***** Extract
It's killing me to watch some of you take this hobby of yours and turn it into a crusade. It's like I'm watching a kid first learn what salt and pepper taste like, and then they proceed to describe everything as "salty" or "peppery" to the entire world...until they learn about garlic.
You pick and choose what you will listen to, such as an article by a dealer that says 5k+ doesn't matter in a guitar speaker, but you refuse to consider return path issues because the gauss meter zeros out at some point. Well, zero isn't zero on that meter. That meter is a bull in a china shop for what you're trying to determine. No, it's a bull in a dollhouse. It's Godzilla.
If you think 5k is a cutoff, stick a 31-band EQ in the effects loop of your Mesa Triple Rectifier and boost 16kHz and see what freaking happens. Does nothing happen? Is the cabinet deaf to 16k? Map out the Q of the 16k fader and see how low it goes.
**********
***** Records shown
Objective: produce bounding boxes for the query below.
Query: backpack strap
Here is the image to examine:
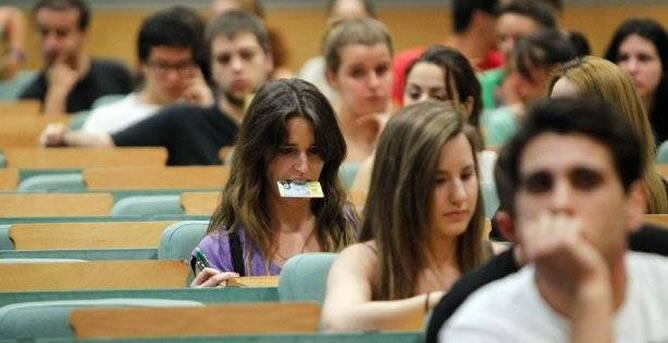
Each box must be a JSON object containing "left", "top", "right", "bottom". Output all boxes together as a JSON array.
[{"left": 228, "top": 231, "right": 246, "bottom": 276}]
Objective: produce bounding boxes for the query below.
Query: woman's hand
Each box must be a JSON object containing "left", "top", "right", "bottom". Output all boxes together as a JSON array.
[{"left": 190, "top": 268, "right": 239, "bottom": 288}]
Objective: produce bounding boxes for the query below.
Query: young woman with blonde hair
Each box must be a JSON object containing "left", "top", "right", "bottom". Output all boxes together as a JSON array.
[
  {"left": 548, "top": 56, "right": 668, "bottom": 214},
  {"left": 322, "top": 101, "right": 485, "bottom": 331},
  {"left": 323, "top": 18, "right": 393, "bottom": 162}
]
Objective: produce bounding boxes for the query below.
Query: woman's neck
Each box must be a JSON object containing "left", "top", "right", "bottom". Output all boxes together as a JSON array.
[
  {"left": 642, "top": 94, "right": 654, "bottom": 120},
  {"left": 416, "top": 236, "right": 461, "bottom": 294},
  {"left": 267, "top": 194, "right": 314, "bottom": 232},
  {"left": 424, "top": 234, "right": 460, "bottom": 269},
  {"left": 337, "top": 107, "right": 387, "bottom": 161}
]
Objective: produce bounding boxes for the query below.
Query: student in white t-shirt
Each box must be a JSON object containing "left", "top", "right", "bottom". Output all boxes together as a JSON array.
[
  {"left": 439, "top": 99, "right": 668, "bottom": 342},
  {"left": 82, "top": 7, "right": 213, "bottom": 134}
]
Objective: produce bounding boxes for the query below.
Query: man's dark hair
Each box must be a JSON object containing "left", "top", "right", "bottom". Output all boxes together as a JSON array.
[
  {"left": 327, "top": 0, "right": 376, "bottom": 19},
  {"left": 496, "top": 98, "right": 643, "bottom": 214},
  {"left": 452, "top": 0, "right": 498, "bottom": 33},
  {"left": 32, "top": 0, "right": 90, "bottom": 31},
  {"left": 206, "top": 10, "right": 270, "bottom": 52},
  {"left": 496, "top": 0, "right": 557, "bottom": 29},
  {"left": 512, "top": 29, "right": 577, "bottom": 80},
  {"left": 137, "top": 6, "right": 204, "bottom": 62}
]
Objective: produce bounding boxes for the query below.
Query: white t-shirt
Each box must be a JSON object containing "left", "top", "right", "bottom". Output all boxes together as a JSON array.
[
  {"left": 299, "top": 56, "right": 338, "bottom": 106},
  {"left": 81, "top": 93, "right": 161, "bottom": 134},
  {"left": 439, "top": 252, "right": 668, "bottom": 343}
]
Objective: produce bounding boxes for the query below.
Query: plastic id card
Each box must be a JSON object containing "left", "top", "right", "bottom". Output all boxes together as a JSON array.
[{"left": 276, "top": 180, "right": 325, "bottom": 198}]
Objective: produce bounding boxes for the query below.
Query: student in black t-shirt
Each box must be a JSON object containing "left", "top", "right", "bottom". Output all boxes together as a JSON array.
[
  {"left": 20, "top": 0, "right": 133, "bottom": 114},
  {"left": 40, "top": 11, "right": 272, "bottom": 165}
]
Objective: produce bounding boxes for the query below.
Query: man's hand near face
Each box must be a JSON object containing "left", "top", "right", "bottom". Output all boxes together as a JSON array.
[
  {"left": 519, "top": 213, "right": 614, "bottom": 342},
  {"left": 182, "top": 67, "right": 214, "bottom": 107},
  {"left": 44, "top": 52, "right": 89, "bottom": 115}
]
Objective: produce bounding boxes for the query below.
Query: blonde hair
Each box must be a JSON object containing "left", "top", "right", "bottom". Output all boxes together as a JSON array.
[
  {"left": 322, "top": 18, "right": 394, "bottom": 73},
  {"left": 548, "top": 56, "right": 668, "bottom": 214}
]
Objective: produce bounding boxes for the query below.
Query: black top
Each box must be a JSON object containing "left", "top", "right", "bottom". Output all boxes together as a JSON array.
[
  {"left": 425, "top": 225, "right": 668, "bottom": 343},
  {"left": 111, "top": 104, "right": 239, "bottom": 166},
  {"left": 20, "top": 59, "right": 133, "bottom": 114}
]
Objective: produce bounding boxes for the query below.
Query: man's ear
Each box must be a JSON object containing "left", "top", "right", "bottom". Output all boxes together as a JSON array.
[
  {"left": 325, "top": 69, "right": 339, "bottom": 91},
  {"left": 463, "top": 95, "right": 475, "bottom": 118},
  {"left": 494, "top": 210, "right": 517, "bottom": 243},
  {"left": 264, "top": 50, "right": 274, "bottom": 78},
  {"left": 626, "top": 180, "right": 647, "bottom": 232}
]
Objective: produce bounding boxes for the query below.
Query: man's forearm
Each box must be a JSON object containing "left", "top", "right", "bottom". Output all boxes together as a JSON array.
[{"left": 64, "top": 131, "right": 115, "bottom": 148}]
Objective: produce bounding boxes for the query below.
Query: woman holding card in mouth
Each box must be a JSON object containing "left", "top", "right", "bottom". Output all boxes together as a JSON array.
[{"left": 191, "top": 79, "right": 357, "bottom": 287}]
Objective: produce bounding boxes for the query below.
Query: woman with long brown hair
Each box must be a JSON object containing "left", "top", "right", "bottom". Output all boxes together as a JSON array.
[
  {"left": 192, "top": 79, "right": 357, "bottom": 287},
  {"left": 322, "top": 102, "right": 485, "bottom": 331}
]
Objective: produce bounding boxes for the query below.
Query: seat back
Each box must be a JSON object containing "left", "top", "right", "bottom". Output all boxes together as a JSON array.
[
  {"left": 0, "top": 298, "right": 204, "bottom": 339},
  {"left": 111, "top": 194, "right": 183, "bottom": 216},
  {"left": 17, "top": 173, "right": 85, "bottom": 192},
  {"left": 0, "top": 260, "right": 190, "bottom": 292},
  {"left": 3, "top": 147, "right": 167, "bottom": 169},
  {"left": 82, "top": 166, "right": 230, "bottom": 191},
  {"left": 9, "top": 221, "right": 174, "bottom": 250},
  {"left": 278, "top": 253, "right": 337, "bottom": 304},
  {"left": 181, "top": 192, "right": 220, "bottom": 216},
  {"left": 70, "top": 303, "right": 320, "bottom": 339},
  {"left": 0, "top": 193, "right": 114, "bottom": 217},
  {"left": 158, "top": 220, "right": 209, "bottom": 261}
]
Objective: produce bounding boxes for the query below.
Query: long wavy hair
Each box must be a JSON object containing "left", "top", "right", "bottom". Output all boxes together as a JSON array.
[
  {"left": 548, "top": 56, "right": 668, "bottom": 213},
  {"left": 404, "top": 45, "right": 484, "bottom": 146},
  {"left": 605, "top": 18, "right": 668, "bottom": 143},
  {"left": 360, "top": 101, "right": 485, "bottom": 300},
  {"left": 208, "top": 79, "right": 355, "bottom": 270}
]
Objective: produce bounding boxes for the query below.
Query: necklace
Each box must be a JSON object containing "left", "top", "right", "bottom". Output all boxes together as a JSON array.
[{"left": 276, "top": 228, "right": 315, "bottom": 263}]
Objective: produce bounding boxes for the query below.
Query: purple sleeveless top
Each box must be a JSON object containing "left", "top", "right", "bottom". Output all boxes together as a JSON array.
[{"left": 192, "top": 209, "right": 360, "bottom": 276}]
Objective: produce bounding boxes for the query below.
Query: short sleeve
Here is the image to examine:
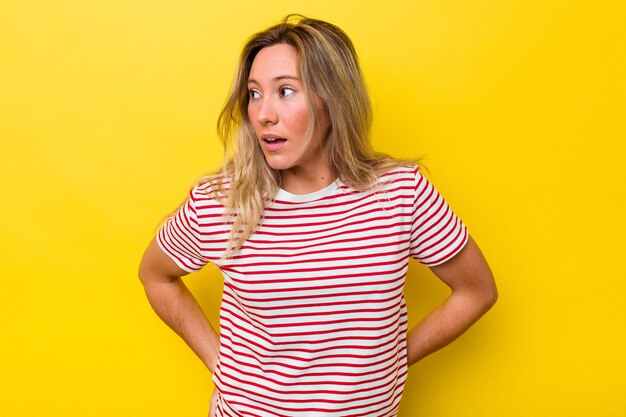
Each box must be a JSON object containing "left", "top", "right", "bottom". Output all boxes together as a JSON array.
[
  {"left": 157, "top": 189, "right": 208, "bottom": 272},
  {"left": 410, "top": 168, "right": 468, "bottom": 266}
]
**********
Problem
Please write out the passage from the guitar speaker text above that begins with "You pick and" and ends with "dollhouse. It's Godzilla.".

Result of this task
You pick and choose what you will listen to, such as an article by a dealer that says 5k+ doesn't matter in a guitar speaker, but you refuse to consider return path issues because the gauss meter zeros out at some point. Well, zero isn't zero on that meter. That meter is a bull in a china shop for what you're trying to determine. No, it's a bull in a dollhouse. It's Godzilla.